Extracted information:
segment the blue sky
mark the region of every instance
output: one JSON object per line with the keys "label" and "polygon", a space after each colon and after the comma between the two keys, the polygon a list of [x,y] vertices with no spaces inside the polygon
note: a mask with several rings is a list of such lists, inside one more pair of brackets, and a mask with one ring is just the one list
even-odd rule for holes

Problem statement: Copy every line of the records above, word for word and with the same punctuation.

Exercise solution:
segment the blue sky
mark the region of every instance
output: one JSON object per line with the keys "label" and "polygon", a space after each colon and after the comma between the two keys, the polygon a list of [x,y] vertices with no spaces inside the polygon
note: a mask with several rings is a list of such lists, inside one more pair of brackets, and a mask with one ring is just the one list
even-odd rule for holes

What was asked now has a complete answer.